Work to be completed:
Go through the records underneath and write each one out again exactly.

Extracted entries:

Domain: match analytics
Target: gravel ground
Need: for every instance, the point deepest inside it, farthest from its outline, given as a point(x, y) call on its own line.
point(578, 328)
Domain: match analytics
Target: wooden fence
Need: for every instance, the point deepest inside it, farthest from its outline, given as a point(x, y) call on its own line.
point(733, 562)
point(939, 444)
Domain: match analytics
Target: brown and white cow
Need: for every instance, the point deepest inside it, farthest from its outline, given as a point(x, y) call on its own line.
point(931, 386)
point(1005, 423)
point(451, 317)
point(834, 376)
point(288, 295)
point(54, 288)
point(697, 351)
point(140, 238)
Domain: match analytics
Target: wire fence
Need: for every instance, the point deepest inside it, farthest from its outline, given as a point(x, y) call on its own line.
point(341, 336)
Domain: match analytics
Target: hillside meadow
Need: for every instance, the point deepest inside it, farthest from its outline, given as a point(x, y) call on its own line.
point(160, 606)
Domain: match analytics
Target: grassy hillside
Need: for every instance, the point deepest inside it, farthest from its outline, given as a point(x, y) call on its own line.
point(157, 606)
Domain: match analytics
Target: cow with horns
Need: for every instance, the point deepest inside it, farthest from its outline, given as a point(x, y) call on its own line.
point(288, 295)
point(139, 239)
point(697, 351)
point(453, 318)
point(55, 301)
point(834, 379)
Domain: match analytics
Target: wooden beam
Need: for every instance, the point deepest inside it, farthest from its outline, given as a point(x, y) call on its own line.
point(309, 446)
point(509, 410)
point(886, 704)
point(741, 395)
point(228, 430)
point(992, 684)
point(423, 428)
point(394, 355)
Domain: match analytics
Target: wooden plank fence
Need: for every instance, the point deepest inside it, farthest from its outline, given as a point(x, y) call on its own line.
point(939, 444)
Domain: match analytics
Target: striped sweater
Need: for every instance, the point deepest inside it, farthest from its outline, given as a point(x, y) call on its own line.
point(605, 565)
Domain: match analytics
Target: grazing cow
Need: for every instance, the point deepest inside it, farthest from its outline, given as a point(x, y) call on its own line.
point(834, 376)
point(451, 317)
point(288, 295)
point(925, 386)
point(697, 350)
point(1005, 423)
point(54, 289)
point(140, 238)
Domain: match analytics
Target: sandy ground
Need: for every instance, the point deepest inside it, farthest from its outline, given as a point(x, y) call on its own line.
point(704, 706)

Output:
Domain: match analytics
Target: gravel ground
Need: for every instance, the point deepest inside it, farthest from its outline, given as a point(x, y) call on its own line.
point(578, 328)
Domain: match analytics
Target: wooden fence
Need: for every instance, the point deepest inside it, farthest from its outline, given as a point(x, y) call on its own line.
point(733, 562)
point(939, 444)
Domain: match analytics
Target: brown and white cow
Need: for every instance, the point deepest inside it, farthest from its outline, given as a point(x, y) call on its own line.
point(931, 386)
point(1005, 423)
point(451, 317)
point(834, 376)
point(288, 295)
point(54, 288)
point(697, 351)
point(140, 238)
Domain: match analytics
Target: wire fence
Need: for every instance, the point deepest inside it, farthest from its outline, given as a point(x, y) call on its own line.
point(341, 336)
Domain: match analytics
Target: hillside meadow
Need: for every instance, the point deepest inside it, farthest from its outline, given as a point(x, y) call on its own line.
point(160, 606)
Domain: match analytics
Target: grassy hillside
Need: for every instance, the point deepest inside it, farthest from its outline, given as a point(x, y) call on its own line.
point(157, 606)
Domain: match analytics
Target: cow with horns
Need: for every instance, the point deepest inside it, farthest from its outline, given as a point(x, y) call on its own line.
point(288, 295)
point(139, 239)
point(697, 351)
point(453, 318)
point(55, 301)
point(834, 379)
Domain: match analytics
Target: wooden beam
Need: for every instance, the point deepest inside it, farthest from its outline, given as a point(x, y) call on its own line.
point(309, 446)
point(509, 410)
point(886, 704)
point(741, 395)
point(228, 430)
point(992, 684)
point(423, 428)
point(394, 355)
Domain: match analytics
Target: wooden plank fence
Need: for every instance, the point deepest inside it, farthest from its outline, given as a point(x, y) call on its own line.
point(939, 444)
Domain: match analytics
Target: striped sweater
Need: for every instance, the point deepest inside it, farthest from its outline, given as a point(x, y) call on its own line.
point(605, 565)
Domain: match analytics
Target: grazing cow
Need: for every instance, the point deepest inside it, farthest from its outline, given as a point(x, y) call on its own line.
point(834, 376)
point(451, 317)
point(288, 295)
point(925, 386)
point(697, 350)
point(1005, 423)
point(54, 289)
point(140, 238)
Domain: match analytics
Target: sandy ground
Need: for every instance, the point deepest inside it, farthest from its outline, given as a point(x, y) call on its own line.
point(704, 706)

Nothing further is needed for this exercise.